## PROBLEM TO SOLVE
Within the entries below, how many lines carry the word "stalk"? State the number and stop.

## RECORDS FOR THIS EXERCISE
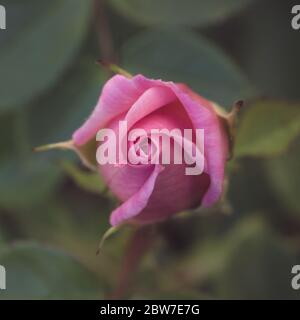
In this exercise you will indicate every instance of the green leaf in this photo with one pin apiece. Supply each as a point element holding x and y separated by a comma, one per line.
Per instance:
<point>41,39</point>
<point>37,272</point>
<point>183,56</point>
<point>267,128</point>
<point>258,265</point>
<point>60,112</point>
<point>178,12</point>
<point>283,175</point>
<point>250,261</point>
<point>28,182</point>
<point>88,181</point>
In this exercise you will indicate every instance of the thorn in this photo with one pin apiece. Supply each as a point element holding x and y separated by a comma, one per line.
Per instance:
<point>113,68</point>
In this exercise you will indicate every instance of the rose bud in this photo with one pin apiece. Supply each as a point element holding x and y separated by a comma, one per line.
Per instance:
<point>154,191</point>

* * *

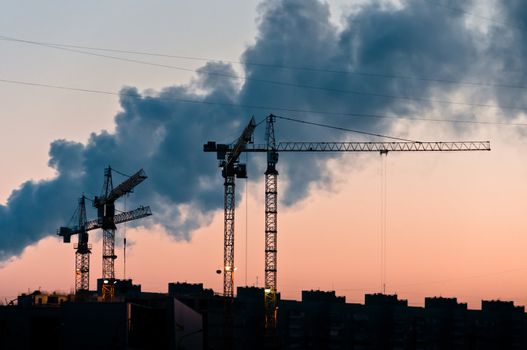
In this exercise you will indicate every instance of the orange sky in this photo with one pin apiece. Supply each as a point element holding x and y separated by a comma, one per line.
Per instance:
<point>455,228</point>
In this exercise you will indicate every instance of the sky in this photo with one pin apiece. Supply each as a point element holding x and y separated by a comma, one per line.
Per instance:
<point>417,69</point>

---

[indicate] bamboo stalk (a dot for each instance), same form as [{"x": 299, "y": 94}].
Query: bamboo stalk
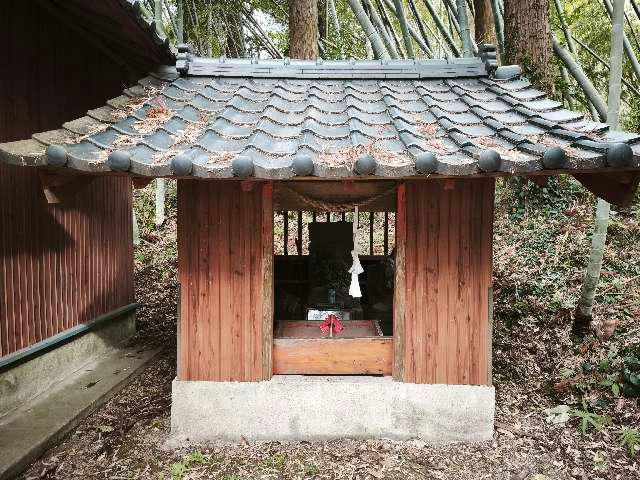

## EXERCISE ANSWER
2